* _ACTIVITY_: Only a number is expected here: the count of lines in the data that contain "foam".

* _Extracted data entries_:
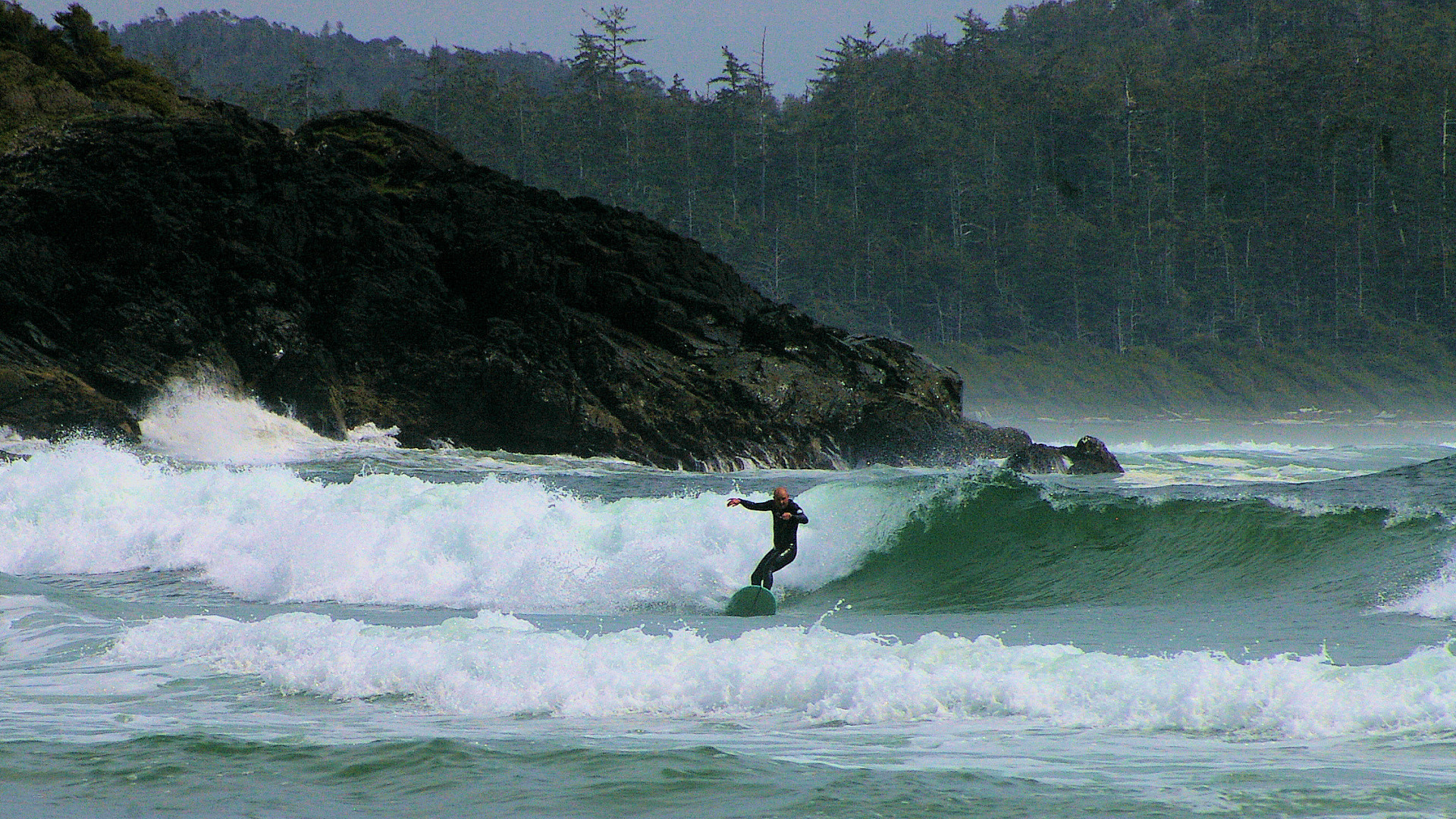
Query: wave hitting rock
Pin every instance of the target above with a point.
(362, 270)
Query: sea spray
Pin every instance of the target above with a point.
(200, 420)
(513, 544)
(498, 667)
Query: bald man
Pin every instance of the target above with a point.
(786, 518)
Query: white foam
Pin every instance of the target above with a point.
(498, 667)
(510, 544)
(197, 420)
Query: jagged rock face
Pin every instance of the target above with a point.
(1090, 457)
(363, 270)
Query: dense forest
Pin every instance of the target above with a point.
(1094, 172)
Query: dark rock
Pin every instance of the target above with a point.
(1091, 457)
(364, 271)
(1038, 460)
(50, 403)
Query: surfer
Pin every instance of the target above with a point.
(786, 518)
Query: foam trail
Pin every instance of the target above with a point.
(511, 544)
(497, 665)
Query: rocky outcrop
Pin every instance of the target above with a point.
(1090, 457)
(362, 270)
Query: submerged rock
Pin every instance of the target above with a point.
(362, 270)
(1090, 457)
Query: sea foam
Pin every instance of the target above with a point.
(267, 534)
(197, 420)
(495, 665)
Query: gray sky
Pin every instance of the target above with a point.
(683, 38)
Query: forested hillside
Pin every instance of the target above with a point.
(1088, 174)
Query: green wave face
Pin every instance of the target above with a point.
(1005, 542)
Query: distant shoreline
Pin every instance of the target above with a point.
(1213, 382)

* _ANSWER TO THE PROBLEM_: 3